# Task prompt:
Report each line of the records that contains the word "orange".

# Input data:
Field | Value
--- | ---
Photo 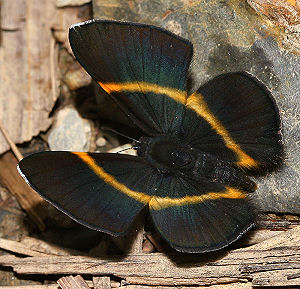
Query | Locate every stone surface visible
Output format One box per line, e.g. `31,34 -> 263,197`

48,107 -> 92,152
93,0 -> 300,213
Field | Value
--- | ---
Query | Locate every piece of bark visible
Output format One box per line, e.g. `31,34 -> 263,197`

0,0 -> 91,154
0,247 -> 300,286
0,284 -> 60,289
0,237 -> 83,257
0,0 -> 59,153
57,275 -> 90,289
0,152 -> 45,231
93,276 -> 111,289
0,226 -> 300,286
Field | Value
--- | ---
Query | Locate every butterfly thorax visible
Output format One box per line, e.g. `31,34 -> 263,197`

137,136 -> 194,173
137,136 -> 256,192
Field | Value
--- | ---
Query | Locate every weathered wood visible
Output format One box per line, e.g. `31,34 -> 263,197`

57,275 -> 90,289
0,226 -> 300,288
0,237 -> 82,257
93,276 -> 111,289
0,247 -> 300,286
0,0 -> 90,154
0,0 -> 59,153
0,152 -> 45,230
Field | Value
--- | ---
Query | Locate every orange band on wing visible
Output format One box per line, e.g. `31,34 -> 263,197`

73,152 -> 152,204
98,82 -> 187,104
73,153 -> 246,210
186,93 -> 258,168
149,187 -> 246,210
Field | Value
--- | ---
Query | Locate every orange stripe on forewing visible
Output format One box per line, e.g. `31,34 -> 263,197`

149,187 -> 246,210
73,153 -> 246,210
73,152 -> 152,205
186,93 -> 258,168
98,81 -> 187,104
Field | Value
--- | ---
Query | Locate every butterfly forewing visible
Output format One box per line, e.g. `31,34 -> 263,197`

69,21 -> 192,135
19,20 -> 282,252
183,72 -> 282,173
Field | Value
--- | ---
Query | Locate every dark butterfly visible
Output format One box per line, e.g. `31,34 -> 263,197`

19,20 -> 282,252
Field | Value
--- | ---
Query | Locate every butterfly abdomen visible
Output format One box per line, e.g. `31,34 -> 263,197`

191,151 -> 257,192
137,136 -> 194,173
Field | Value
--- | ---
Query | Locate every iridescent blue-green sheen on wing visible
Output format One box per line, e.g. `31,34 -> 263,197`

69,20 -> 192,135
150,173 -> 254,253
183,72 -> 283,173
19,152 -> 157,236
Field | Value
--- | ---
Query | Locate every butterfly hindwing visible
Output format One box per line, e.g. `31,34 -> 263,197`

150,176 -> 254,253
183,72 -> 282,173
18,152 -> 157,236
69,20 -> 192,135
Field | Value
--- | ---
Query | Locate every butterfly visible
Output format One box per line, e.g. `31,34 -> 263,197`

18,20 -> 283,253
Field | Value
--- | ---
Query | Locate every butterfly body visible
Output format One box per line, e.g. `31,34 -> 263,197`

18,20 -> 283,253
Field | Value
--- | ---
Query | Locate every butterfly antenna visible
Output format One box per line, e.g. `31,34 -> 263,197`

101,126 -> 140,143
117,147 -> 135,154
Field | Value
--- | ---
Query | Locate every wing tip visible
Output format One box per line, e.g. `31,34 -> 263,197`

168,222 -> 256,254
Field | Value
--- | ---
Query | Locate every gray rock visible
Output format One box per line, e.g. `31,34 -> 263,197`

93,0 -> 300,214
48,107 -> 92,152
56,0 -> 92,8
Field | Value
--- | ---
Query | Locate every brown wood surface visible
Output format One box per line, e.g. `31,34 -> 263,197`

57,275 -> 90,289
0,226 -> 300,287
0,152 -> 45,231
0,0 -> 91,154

# Task result:
Query | Locate every orange band on wing visible
Query | Locate every orange stripe on forewing visible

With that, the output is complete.